TRY IT: Extract exactly the range of lines bounded by the line containing "Query: dark hair" and the final line of the listing, both ends included, and no other lines.

DATA:
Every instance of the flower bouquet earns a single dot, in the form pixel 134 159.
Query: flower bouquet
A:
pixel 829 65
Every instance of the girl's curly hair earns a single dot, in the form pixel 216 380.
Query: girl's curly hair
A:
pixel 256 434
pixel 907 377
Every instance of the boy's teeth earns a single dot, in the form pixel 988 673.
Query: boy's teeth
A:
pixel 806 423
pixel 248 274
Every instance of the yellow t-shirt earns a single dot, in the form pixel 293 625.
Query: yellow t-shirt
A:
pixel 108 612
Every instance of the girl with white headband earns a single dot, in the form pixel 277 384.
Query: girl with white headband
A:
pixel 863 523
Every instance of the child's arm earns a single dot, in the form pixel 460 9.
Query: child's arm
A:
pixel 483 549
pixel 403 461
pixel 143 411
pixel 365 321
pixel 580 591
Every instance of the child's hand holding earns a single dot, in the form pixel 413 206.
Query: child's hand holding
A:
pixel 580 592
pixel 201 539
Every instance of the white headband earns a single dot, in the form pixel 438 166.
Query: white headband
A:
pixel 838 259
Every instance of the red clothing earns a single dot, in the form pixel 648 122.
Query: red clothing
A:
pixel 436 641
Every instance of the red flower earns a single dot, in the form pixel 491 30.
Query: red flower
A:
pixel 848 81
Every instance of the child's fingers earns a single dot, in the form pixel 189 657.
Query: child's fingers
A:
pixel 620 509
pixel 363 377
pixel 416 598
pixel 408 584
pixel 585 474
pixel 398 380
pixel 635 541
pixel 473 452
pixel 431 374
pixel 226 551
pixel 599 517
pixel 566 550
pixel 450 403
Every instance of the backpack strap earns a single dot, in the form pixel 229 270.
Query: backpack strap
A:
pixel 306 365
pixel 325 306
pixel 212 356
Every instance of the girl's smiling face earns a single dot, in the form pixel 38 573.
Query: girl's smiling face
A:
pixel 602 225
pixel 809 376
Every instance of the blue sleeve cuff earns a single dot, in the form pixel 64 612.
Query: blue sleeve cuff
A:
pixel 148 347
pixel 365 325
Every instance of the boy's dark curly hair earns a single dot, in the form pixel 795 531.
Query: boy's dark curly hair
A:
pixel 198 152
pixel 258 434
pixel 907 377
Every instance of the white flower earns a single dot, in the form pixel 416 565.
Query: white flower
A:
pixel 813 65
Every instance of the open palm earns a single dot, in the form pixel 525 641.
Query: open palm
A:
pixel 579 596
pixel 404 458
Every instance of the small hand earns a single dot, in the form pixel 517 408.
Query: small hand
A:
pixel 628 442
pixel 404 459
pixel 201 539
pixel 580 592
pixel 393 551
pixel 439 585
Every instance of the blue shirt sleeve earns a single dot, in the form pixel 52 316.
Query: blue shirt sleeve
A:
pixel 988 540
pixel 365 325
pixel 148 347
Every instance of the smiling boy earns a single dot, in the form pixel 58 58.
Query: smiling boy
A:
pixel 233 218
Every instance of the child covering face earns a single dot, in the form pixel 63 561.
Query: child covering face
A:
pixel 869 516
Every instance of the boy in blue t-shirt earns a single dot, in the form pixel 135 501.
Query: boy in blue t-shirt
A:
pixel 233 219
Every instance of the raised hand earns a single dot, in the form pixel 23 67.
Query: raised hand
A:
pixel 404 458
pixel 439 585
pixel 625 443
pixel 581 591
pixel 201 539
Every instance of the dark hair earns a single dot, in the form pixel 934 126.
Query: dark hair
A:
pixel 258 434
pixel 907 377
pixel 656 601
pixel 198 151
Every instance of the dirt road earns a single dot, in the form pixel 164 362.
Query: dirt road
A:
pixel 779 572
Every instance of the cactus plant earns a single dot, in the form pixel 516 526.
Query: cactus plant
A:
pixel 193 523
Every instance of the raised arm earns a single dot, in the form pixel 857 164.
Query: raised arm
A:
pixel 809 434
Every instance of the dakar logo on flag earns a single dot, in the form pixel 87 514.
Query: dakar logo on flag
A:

ANSWER TO THIS EXERCISE:
Query: dark hair
A:
pixel 258 434
pixel 907 377
pixel 656 601
pixel 198 151
Every instance of the dirt road earns a single dot, in the form pixel 164 362.
Query: dirt road
A:
pixel 779 572
Every instance of the cactus plant earns a single dot, in the form pixel 516 526.
Query: cactus plant
A:
pixel 193 523
Every instance of the raised arm earns a single dot, in the form pixel 857 164.
Query: raised arm
A:
pixel 809 434
Every instance of the dakar logo on flag earns a single dot, in the form pixel 87 514.
Query: dakar logo on flag
A:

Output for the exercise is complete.